* [ACTIVITY] Each record below must be reproduced exactly as it reads, with its images omitted.

[Annotated photo localization data]

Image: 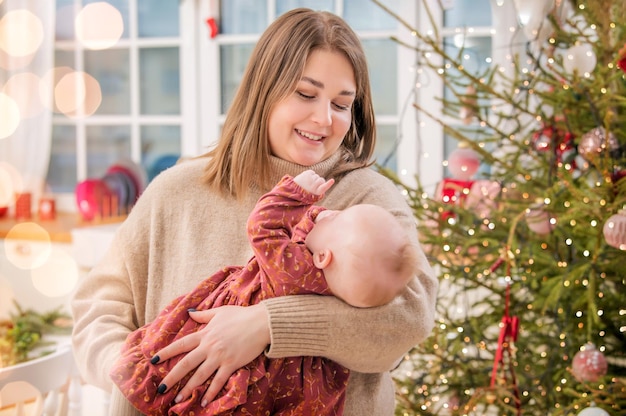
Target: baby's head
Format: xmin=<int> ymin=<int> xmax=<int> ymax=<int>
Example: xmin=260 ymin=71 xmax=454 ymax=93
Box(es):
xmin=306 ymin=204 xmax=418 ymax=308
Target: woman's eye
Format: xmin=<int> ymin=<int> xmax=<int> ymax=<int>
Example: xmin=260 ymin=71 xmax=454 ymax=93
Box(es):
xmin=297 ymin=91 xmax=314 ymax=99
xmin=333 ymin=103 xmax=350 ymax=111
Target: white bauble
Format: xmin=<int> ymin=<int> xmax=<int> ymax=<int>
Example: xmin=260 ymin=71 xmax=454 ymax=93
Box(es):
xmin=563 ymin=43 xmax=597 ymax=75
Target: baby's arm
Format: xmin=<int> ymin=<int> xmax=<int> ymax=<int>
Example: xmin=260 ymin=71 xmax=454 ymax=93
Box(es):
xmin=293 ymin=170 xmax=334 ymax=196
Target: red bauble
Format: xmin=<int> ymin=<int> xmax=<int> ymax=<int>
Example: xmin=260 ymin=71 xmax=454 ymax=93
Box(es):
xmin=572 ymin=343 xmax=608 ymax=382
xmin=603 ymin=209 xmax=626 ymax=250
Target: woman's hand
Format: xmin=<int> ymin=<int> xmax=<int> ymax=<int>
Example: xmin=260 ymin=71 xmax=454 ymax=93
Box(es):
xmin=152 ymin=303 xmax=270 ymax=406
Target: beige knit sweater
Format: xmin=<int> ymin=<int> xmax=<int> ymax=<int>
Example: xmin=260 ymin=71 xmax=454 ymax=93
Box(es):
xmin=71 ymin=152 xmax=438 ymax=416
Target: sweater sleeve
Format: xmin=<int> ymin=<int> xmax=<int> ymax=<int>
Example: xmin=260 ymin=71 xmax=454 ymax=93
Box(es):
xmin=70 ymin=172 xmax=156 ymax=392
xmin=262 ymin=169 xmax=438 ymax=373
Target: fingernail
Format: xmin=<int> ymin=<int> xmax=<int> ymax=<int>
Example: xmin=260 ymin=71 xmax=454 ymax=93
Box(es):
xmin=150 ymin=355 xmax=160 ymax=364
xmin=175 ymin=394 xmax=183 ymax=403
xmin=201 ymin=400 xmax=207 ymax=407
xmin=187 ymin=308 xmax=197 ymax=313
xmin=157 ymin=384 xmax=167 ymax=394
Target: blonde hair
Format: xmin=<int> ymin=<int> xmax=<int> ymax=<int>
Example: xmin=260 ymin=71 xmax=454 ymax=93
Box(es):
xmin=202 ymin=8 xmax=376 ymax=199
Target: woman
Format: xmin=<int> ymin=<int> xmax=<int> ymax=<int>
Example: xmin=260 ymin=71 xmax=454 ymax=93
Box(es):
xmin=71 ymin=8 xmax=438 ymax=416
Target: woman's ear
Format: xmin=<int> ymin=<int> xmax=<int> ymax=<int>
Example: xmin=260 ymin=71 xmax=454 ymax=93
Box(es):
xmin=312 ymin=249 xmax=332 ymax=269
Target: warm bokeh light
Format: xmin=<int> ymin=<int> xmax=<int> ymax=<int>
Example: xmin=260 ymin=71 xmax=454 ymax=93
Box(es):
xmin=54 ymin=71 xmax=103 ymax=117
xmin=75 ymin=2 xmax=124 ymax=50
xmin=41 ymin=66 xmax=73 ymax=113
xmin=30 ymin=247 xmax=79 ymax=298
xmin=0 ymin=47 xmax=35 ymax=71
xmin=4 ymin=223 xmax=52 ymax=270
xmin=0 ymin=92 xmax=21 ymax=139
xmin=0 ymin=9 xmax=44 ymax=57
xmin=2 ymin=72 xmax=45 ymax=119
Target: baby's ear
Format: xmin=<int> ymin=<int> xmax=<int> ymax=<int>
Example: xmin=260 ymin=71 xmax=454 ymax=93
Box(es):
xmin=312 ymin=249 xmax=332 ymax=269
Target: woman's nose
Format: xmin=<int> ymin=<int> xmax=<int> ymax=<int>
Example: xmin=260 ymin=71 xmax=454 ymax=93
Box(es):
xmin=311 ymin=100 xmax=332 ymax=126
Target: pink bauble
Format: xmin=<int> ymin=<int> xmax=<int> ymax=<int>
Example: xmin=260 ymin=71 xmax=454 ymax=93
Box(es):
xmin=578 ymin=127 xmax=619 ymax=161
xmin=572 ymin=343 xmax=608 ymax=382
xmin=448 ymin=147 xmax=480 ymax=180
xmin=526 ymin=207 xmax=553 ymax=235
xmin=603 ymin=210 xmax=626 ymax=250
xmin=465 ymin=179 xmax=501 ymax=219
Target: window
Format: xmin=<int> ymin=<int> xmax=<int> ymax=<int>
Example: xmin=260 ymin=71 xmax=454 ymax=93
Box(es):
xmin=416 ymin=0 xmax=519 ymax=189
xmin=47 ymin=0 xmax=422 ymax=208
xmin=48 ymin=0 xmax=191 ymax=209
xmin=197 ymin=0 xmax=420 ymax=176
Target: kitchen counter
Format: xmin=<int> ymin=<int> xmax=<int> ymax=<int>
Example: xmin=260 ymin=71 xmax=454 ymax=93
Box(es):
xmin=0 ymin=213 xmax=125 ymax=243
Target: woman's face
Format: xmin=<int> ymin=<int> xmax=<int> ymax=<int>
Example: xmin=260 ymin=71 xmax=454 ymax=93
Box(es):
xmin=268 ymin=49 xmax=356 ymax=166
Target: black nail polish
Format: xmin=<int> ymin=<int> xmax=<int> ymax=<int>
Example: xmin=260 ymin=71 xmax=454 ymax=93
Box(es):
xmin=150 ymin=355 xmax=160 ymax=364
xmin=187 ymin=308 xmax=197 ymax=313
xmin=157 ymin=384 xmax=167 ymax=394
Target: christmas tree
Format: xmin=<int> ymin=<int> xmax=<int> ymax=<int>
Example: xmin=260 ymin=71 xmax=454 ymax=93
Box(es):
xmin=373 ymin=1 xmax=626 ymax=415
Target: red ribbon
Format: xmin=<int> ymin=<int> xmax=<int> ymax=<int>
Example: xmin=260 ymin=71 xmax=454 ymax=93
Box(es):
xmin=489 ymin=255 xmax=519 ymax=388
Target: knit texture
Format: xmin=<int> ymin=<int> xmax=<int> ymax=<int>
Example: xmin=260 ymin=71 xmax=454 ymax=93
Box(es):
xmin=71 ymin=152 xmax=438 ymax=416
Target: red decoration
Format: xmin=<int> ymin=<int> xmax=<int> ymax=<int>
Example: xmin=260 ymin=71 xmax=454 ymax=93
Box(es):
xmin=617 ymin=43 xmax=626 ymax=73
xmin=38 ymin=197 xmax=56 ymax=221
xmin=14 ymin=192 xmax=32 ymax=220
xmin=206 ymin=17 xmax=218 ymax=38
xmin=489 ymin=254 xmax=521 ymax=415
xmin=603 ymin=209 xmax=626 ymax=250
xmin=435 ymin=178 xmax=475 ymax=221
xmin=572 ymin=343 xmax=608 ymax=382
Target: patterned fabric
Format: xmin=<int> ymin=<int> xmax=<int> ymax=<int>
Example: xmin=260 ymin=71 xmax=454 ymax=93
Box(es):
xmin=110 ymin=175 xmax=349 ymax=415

* [ANSWER TO THIS PROBLEM]
Image: 
Target: baby's head
Format: xmin=<int> ymin=<int> xmax=<int> ymax=<int>
Example: xmin=260 ymin=71 xmax=454 ymax=93
Box(es):
xmin=306 ymin=204 xmax=418 ymax=308
Target: woman's eye
Format: xmin=<int> ymin=<int> xmax=<int> ymax=<int>
Example: xmin=260 ymin=71 xmax=454 ymax=93
Box(es):
xmin=297 ymin=91 xmax=314 ymax=99
xmin=333 ymin=103 xmax=350 ymax=111
Target: white bauble
Format: xmin=<int> ymin=<int> xmax=<int> ymax=<int>
Example: xmin=260 ymin=71 xmax=454 ymax=93
Box(es):
xmin=563 ymin=43 xmax=597 ymax=75
Target: baby's arm
Format: xmin=<int> ymin=<int> xmax=<int> ymax=<int>
Example: xmin=260 ymin=71 xmax=454 ymax=93
Box(es):
xmin=293 ymin=170 xmax=334 ymax=196
Target: red bauble
Format: xmin=<int> ymin=<int> xmax=<int> ymax=<int>
Example: xmin=260 ymin=71 xmax=454 ymax=93
Box(es):
xmin=572 ymin=343 xmax=608 ymax=382
xmin=603 ymin=209 xmax=626 ymax=250
Target: woman's hand
Format: xmin=<int> ymin=<int> xmax=<int> ymax=<int>
Example: xmin=260 ymin=71 xmax=454 ymax=93
Box(es):
xmin=152 ymin=303 xmax=270 ymax=406
Target: beige knit sweater
Format: xmin=<int> ymin=<int> xmax=<int> ymax=<int>
Example: xmin=260 ymin=71 xmax=454 ymax=93
Box(es):
xmin=71 ymin=152 xmax=438 ymax=416
Target: sweater sleeve
Format: xmin=<int> ymin=<int> xmax=<int> ymax=<int>
Example: xmin=260 ymin=71 xmax=454 ymax=93
Box(es):
xmin=70 ymin=172 xmax=156 ymax=392
xmin=262 ymin=169 xmax=438 ymax=373
Target: fingernail
Format: xmin=<int> ymin=<int> xmax=<int> ymax=<int>
Example: xmin=260 ymin=71 xmax=454 ymax=93
Box(es):
xmin=150 ymin=355 xmax=160 ymax=364
xmin=175 ymin=394 xmax=183 ymax=403
xmin=201 ymin=400 xmax=207 ymax=407
xmin=187 ymin=308 xmax=197 ymax=313
xmin=157 ymin=384 xmax=167 ymax=394
Target: blonde hair
Format: xmin=<int> ymin=<int> xmax=<int> ymax=<int>
Example: xmin=260 ymin=71 xmax=454 ymax=93
Box(es):
xmin=202 ymin=8 xmax=376 ymax=199
Target: woman
Format: xmin=<int> ymin=<int> xmax=<int> ymax=<int>
Example: xmin=260 ymin=71 xmax=454 ymax=93
Box(es):
xmin=71 ymin=8 xmax=438 ymax=416
Target: woman's ear
Format: xmin=<int> ymin=<int> xmax=<int> ymax=<int>
Example: xmin=260 ymin=71 xmax=454 ymax=93
Box(es):
xmin=312 ymin=249 xmax=332 ymax=269
Target: warm bokeh light
Format: xmin=<int> ymin=<int> xmax=<int> ymax=<int>
Example: xmin=260 ymin=71 xmax=454 ymax=93
Box(es):
xmin=54 ymin=71 xmax=103 ymax=117
xmin=75 ymin=2 xmax=124 ymax=50
xmin=41 ymin=66 xmax=73 ymax=113
xmin=30 ymin=247 xmax=79 ymax=298
xmin=0 ymin=47 xmax=35 ymax=71
xmin=4 ymin=223 xmax=52 ymax=270
xmin=0 ymin=92 xmax=21 ymax=139
xmin=0 ymin=9 xmax=44 ymax=57
xmin=2 ymin=72 xmax=45 ymax=119
Target: baby's ear
Format: xmin=<int> ymin=<int> xmax=<int> ymax=<int>
Example: xmin=260 ymin=71 xmax=454 ymax=93
Box(es):
xmin=312 ymin=249 xmax=332 ymax=269
Target: woman's nose
Format: xmin=<int> ymin=<int> xmax=<int> ymax=<int>
Example: xmin=260 ymin=71 xmax=454 ymax=93
Box(es):
xmin=311 ymin=100 xmax=332 ymax=126
Target: pink bauble
Format: xmin=<int> ymin=<int> xmax=<int> ymax=<int>
Example: xmin=260 ymin=71 xmax=454 ymax=93
Box(es):
xmin=578 ymin=127 xmax=619 ymax=161
xmin=572 ymin=343 xmax=608 ymax=382
xmin=448 ymin=147 xmax=480 ymax=180
xmin=526 ymin=207 xmax=553 ymax=235
xmin=603 ymin=210 xmax=626 ymax=250
xmin=465 ymin=179 xmax=501 ymax=219
Target: window
Format: xmin=<int> ymin=<int> xmax=<int> ymax=<int>
Example: xmin=260 ymin=71 xmax=454 ymax=93
Box(es):
xmin=416 ymin=0 xmax=519 ymax=189
xmin=47 ymin=0 xmax=422 ymax=208
xmin=48 ymin=0 xmax=191 ymax=209
xmin=197 ymin=0 xmax=420 ymax=176
Target: kitchen counter
Format: xmin=<int> ymin=<int> xmax=<int> ymax=<int>
Example: xmin=260 ymin=71 xmax=454 ymax=93
Box(es):
xmin=0 ymin=213 xmax=125 ymax=243
Target: woman's face
Format: xmin=<int> ymin=<int> xmax=<int> ymax=<int>
Example: xmin=260 ymin=71 xmax=454 ymax=93
Box(es):
xmin=268 ymin=49 xmax=356 ymax=166
Target: black nail polish
Format: xmin=<int> ymin=<int> xmax=<int> ymax=<int>
Example: xmin=260 ymin=71 xmax=454 ymax=93
Box(es):
xmin=150 ymin=355 xmax=160 ymax=364
xmin=187 ymin=308 xmax=197 ymax=313
xmin=157 ymin=384 xmax=167 ymax=394
Target: christmas tree
Format: xmin=<int> ymin=<int> xmax=<int> ymax=<int>
Example: xmin=260 ymin=71 xmax=454 ymax=93
Box(es):
xmin=373 ymin=1 xmax=626 ymax=415
Target: red ribbon
Format: xmin=<int> ymin=<int> xmax=<int> ymax=<int>
Example: xmin=260 ymin=71 xmax=454 ymax=93
Box(es):
xmin=489 ymin=255 xmax=519 ymax=388
Target: knit texture
Format: xmin=<int> ymin=<int> xmax=<int> ymax=<int>
Example: xmin=260 ymin=71 xmax=454 ymax=93
Box(es):
xmin=71 ymin=152 xmax=438 ymax=416
Target: red decoration
Format: xmin=<int> ymin=<int> xmax=<int> ymax=<int>
Example: xmin=260 ymin=71 xmax=454 ymax=93
Box(es):
xmin=617 ymin=43 xmax=626 ymax=73
xmin=38 ymin=197 xmax=56 ymax=221
xmin=14 ymin=192 xmax=32 ymax=220
xmin=206 ymin=17 xmax=218 ymax=38
xmin=489 ymin=254 xmax=521 ymax=415
xmin=603 ymin=209 xmax=626 ymax=250
xmin=435 ymin=178 xmax=475 ymax=221
xmin=572 ymin=343 xmax=608 ymax=382
Target: patterned fabric
Format: xmin=<int> ymin=<int> xmax=<int> ymax=<int>
Example: xmin=260 ymin=71 xmax=454 ymax=93
Box(es):
xmin=110 ymin=175 xmax=349 ymax=415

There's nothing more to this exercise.